Excerpted text.
########
There is perhaps no more difficult task set before soldiers than the
quiet execution of such a manoeuvre after the heat of a heavy action,
and none have performed it more magnificently than the veteran troop of
Harold.
When (luckily) all the orders had been finally distributed a great
tragedy marred the completeness of the day.
Just before the execution of this masterpiece of strategy, and as the
autumn sun was sinking, the inevitable price which war demands of all
its darlings was paid.
Harold himself, the artist of the great victory, fell. But we have no
reason to believe that his loss retarded the retrograding movement in
any degree. Men who create as Harold created have not their creations
spoilt by death.
* * * * *
The shameful history of the close of the campaign is familiar to every
schoolboy, and the military historian must be pardoned if he deals with
a purely civilian blunder in a few brief words.
Parliament interfered--as it always does--with what should have been a
matter for soldiers alone. Intrigues, bribery, or worse (with which the
military historian has no concern) ruined what had been, in the field,
one of the principal achievements of the Saxon arms. And William, who
could not count to hold his own against regular forces and who was
astonished to find himself free to retreat precipitately on Dover, was
still more astonished to find himself accepted a few weeks later after
an aimless march to the west and north by the politicians--or worse--at
Berkhampstead. He and England were equally astounded to find that a
broken and defeated invader could actually be accepted by the intriguers
at Westminster and crowned King of England as the price of a secret
bargain.
Such was the fruit of as great and successful an effort as ever Saxon
soldier made: the Battle of Senlac: for such--as I am now free to
reveal--was the true name of the field of action.
The ineptitude or avarice of politicians had undone the work of
soldiers, and it is no wonder that the last of Harold's veterans, who
retired in disgust to impregnable fortresses in Ely, Arthur's Seat, and
Pudsey, are recorded to have gnashed their teeth and shed tears of
indignation at the dispatches from the metropolis. At Crecy they were to
be avenged.
The Roman Roads in Picardy
If a man were asked where he would find upon the map the sharpest
impress of Rome and of the memories of Rome, and where he would most
easily discover in a few days on foot the foundations upon which our
civilization still rests, he might, in proportion to his knowledge of
history and of Europe, be puzzled to reply. He might say that a week
along the wall from Tyne to Solway would be the answer; or a week in the
great Roman cities of Provence with their triumphal arches and their
vast arenas and their Roman stone cropping out everywhere: in old quays,
in ruined bridges, in the very pavement of the streets they use to-day,
and in the columns of their living churches.
########
Written task. Write the next part of the text above on Harold's campaign and the Roman roads in Picardy, starting right after its final sentence.

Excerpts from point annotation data
########
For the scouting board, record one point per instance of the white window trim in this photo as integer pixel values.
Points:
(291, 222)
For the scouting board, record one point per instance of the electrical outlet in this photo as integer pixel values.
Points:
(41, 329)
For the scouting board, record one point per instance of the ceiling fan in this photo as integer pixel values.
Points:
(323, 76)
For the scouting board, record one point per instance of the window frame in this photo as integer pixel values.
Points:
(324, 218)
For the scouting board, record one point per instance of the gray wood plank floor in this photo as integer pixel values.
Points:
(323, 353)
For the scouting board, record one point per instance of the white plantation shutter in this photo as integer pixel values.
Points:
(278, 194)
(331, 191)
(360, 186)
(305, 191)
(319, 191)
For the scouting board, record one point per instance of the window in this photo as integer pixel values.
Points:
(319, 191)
########
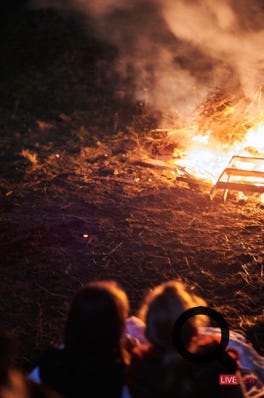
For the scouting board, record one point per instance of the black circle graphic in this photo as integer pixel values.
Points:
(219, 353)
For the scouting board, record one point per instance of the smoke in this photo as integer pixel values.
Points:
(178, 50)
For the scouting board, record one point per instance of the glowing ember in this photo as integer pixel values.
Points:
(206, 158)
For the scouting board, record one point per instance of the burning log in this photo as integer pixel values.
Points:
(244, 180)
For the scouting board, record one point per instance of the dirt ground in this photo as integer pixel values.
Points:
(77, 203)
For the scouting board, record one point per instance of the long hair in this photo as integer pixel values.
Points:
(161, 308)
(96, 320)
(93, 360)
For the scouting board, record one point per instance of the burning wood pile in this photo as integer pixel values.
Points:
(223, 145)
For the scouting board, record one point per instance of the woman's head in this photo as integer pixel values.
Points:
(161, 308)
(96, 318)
########
Output for this task.
Now I was surprised to find myself after many years of dabbling in such
things, furnishing myself the answer in quite a different place. It was
in Picardy during the late manoeuvres of the French Army that, in the
intervals of watching those great buzzing flies, the aeroplanes, and in
the intervals of long tramps after the regiments or of watching the
massed guns, the necessity for perpetually consulting the map brought
home to me for the first time this truth--that Picardy is the
province--or to be more accurate, Picardy with its marches in the Ile de
France, the edge of Normandy and the edge of Flanders--which retains
to-day the most vivid impress of Rome. For though the great buildings
are lacking, and the Roman work, which must here have been mainly of
brick, has crumbled, and though I can remember nothing upstanding and
patently of the Empire between the gate of Rheims and the frontier of
Artois, yet one feature--the Roman road--is here so evident, so
multiple, and so enduring that it makes up for all the rest.
One discovers the old roads upon the map, one after the other, with a
sort of surprise. The scheme develops before one as one looks, and
always when one thinks one has completed the web another and yet another
straight arrow of a line reveals itself across the page.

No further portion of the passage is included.